### Exercice A
Répondez aux questions suivantes sur l'article consacré à la nomination des commissaires de l'OTR :
(i) Qui a obtenu le poste de Commissaire général ?
(ii) Quel jour ont été pris les décrets nommant les trois autres commissaires ?
(iii) Quelle fonction Kodjo Adédzé exerçait-il avant sa nomination ?
### Exercice B
Rédigez la suite de l'article sur la nomination des commissaires de l'OTR, à partir de sa dernière phrase.

OTR / Nomination des commissaires
Après le Commissaire général, les
trois autres commissaires de l’Office togolais des recettes (Otr)
viennent d’être nommés. L’Office peut donc enfin démarrer ses activités.
Mais ce sera sans l’omnipotente Ingrid Awadé, débarquée des Impôts. Une
sorte d’estocade finale à elle portée par Faure Gnassingbé.
L’OTR a désormais tous ses commissaires
Promis depuis des années, l’Office
togolais des recettes (Otr) peinait à démarrer ses activités, faute de
nomination de ses premiers dirigeants. Au terme d’un long processus, le
poste de Commissaire général a échu à Henry Byakaperi Kanyesiime
présenté comme un Canadien. Après cette nomination rendue publique le 15
janvier dernier, il restait les trois (03) commissaires. Ces postes
sont désormais pourvus.
Au terme de décrets pris vendredi 31
janvier dernier, le poste de Commissaire des Douanes et droits directs
revient à Kodjo Adédzé, précédemment Directeur général des Douanes
togolaises. Quant à celui de Commissaire des Impôts, il échoit à un
certain Adoyi Essowazana. Kokou Tchodi, lui, est nommé Commissaire des
Services généraux.
Le processus de recrutement des cadres
se poursuit, avec les appels à candidatures lancés qui courent toujours.

### Enregistrements extraits

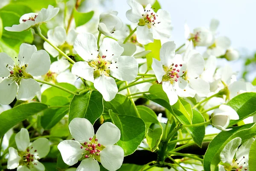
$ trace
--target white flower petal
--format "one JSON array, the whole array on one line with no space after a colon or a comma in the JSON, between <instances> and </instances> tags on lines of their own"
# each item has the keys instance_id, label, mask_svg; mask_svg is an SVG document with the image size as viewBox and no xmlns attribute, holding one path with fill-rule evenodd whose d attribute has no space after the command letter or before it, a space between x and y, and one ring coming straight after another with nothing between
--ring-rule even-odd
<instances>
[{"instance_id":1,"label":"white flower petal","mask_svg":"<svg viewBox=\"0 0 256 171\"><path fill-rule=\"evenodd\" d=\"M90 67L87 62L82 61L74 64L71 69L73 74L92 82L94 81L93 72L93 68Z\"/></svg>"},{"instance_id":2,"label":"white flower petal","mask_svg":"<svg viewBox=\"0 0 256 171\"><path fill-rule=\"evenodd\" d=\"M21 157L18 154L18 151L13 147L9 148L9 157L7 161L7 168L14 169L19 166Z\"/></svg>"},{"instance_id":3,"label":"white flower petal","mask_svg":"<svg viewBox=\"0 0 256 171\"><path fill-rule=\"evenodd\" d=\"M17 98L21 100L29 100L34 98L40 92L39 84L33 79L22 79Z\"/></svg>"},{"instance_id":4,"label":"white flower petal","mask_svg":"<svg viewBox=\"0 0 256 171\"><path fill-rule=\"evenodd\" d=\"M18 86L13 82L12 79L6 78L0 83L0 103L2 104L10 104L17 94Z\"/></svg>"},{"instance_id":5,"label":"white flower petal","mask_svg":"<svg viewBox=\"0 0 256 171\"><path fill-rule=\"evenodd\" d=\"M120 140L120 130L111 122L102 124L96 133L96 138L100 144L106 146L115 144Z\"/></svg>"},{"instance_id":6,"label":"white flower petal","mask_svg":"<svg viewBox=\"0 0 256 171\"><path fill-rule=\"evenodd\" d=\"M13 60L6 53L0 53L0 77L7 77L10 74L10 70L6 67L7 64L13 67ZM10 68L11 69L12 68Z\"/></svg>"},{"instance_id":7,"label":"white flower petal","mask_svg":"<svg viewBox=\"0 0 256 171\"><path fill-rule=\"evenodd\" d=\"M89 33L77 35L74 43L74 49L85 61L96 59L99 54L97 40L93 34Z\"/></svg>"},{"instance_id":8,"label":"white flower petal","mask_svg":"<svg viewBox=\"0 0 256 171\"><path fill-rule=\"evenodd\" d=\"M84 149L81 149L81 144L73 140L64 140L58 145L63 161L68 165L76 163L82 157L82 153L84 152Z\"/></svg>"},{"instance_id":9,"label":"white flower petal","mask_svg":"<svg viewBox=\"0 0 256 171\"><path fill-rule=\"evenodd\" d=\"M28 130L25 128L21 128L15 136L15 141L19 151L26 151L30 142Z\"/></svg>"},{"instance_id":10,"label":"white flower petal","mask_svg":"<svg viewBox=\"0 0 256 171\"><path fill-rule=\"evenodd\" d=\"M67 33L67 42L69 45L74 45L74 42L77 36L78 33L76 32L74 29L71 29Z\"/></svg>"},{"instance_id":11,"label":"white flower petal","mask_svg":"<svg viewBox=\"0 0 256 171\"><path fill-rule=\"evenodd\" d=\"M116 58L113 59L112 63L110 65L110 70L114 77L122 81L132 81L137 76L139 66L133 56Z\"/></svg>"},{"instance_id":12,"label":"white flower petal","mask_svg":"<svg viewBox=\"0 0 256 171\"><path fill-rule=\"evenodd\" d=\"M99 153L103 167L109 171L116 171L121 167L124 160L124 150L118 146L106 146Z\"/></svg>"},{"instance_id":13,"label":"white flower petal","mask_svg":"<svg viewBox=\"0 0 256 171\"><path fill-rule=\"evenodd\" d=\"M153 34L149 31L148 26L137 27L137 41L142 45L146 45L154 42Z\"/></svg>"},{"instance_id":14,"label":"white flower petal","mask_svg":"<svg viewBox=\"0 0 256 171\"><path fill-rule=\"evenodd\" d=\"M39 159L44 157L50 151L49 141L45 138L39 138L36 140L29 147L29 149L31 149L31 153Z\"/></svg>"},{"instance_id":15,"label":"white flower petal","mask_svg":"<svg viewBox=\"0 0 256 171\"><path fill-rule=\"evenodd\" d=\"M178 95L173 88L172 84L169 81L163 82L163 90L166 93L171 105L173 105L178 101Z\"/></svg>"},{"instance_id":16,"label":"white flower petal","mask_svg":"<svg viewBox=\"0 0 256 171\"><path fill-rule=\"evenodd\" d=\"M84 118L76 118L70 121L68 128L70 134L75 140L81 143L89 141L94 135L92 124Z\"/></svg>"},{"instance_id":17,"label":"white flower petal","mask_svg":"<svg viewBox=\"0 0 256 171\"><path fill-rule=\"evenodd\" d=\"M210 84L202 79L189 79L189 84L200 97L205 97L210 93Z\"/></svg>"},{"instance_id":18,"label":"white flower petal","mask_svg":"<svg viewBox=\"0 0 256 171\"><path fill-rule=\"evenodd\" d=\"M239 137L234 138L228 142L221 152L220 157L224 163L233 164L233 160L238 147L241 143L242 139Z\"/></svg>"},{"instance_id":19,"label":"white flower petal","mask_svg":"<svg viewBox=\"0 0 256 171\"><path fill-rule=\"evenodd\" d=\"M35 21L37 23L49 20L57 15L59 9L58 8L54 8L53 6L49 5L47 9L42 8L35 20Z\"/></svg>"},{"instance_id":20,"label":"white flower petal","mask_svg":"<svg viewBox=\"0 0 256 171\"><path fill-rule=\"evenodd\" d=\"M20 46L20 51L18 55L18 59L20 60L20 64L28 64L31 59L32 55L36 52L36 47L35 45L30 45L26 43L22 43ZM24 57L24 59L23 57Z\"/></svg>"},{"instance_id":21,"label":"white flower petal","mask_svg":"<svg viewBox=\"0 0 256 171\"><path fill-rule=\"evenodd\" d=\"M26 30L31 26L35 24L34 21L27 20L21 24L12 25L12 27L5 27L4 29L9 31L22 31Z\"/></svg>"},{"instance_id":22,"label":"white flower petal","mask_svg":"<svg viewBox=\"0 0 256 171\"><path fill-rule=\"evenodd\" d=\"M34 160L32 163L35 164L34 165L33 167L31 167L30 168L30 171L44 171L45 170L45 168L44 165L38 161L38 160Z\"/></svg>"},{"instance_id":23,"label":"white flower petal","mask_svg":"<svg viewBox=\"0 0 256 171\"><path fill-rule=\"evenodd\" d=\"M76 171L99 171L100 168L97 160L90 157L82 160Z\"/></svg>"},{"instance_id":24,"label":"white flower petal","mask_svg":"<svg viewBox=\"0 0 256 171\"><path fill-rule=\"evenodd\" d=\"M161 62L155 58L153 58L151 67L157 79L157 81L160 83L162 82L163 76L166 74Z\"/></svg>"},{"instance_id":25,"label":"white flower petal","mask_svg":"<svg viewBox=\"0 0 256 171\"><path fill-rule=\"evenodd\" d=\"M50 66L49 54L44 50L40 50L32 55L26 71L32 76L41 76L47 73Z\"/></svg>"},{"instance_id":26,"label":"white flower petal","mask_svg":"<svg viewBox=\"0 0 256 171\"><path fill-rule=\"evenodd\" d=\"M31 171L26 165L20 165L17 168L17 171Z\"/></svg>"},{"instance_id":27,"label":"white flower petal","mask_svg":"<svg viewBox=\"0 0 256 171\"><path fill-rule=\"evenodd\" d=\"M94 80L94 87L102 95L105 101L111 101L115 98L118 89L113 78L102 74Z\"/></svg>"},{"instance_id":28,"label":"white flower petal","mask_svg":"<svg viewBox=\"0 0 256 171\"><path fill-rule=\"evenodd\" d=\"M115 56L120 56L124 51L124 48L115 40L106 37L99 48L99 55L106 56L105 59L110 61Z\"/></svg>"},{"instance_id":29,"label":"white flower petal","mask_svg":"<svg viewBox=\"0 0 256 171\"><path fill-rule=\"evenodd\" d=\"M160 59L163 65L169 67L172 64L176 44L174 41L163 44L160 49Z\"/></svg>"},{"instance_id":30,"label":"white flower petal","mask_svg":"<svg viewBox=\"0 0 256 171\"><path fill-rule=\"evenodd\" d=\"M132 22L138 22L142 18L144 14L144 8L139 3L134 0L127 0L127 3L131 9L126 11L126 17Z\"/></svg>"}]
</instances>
==
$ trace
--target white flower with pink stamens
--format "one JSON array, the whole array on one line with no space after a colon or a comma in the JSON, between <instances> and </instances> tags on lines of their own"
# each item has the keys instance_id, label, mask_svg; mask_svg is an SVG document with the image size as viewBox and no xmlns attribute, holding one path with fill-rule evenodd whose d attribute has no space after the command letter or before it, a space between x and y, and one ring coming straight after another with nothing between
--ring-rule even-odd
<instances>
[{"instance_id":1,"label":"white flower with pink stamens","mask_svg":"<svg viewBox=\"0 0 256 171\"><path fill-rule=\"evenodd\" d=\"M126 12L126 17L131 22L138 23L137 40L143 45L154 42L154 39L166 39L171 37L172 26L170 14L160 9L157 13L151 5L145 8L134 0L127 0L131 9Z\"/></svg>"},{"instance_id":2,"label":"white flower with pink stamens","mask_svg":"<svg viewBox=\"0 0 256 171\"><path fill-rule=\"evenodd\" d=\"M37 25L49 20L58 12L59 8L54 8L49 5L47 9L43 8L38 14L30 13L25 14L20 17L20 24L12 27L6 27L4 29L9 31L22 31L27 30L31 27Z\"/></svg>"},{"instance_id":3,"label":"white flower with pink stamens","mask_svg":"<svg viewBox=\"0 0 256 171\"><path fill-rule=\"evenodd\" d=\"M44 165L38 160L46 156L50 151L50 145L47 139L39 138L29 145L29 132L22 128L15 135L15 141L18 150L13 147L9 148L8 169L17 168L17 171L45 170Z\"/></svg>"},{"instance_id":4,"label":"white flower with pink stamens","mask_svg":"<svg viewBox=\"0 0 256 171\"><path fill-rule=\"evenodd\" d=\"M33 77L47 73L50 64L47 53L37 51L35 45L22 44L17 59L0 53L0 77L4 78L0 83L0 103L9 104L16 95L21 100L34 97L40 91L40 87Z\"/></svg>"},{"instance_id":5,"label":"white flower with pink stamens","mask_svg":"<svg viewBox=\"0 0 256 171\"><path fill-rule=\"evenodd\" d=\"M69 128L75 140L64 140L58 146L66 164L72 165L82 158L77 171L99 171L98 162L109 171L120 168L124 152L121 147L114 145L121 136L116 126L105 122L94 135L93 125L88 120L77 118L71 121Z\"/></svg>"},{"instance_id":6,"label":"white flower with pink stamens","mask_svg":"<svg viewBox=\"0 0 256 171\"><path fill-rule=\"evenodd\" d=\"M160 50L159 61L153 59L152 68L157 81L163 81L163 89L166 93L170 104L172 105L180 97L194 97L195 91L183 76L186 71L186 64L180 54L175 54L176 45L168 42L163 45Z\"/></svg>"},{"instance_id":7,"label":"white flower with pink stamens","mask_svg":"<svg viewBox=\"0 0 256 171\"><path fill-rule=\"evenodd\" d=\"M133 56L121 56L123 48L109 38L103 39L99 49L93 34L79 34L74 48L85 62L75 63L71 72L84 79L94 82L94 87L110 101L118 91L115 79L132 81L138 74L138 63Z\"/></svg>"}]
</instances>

### Corrigé A
(i) Henry Byakaperi Kanyesiime.
(ii) Le vendredi 31 janvier.
(iii) Directeur général des Douanes togolaises.

### Corrigé B
Mais les nominations de ces trois Commissaires clôturent en fait la
phase de recrutement des tout premiers responsables de l’Office togolais
des recettes. Et donc l’institution peut désormais démarrer ses
activités. Pour le bonheur des populations togolaises (sic).
Rappelons que l’Otr est un établissement
public à caractère administratif doté d’une personnalité morale
jouissant d’une autonomie financière et administrative. Sa création
s’inscrit dans le cadre du programme de réforme initié par le
gouvernement sur l’assainissement des finances publiques et le
renforcement des capacités de mobilisation des recettes par les régies
financières de l’Etat que sont les services des Douanes et des Impôts.
L’Otr entend participer au redressement de l’économie en améliorant
les performances de ces deux services, et mobiliser plus de ressources à
investir au service du développement.
Ingrid Awadé perd les Impôts
C’est une évidence que l’histoire de l’Otr ne pourrait pas s’écrire sans la « Dame de fer ».
Si beaucoup de sources avaient déjà annoncé que le processus de l’Otr
même, au-delà des bonnes intentions de mobilisation optimale des
ressources financières avancées, visait à écarter Ingrid Awadé, et la
nomination du Rwando-Canadien Henry Byakaperi Kanyesiime a apporté de
l’eau à leur moulin, nombre de Togolais, foncièrement sceptiques, ne
croyaient pas à la mise à l’écart totale de la toute puissante dame des
Impôts dont l’influence dépasse le cadre de la sphère de cette
structure. Ainsi, nombre d’observateurs craignaient encore que le poste
de Commissaire des Impôts ne lui revienne. Surtout qu’elle s’est fait « miam miam »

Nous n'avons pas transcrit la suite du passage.